List each line of the data below that contains the string "vent", copying every such line in full. Only matches in the same case count.

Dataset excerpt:
******************************

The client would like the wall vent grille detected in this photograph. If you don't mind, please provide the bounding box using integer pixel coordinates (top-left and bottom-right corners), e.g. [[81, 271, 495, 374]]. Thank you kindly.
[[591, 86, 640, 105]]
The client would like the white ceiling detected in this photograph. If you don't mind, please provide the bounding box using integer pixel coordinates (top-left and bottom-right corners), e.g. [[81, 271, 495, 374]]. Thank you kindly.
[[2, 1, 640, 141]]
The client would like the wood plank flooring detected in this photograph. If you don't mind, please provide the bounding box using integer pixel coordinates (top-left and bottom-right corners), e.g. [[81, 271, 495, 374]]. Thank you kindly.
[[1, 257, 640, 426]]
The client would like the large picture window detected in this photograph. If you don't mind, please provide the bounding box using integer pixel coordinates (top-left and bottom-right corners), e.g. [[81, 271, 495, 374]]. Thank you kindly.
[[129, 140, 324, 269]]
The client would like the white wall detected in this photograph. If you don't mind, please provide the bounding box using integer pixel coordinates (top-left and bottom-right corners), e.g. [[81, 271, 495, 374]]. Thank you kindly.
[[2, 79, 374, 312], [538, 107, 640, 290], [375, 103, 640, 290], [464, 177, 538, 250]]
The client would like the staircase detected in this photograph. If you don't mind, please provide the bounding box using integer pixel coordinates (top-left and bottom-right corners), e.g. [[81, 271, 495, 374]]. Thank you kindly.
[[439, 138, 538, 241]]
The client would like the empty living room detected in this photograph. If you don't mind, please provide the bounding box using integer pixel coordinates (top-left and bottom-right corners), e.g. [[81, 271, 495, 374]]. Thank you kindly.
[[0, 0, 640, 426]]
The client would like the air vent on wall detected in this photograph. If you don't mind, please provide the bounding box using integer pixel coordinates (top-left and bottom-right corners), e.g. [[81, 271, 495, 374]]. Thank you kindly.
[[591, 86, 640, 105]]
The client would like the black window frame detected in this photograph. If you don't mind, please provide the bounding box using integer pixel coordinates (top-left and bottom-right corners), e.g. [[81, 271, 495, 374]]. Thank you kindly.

******************************

▶ **Reply to the exercise**
The client would like the wall vent grille detected in this photograph. If you don't mind, please provide the bounding box using integer pixel coordinates (top-left and bottom-right corners), e.g. [[81, 271, 495, 374]]. Thank you kindly.
The client would like the air vent on wall detected in this photograph. If you don't mind, please provide the bounding box using integer pixel coordinates (top-left and bottom-right corners), e.g. [[81, 271, 495, 374]]. Thank you kindly.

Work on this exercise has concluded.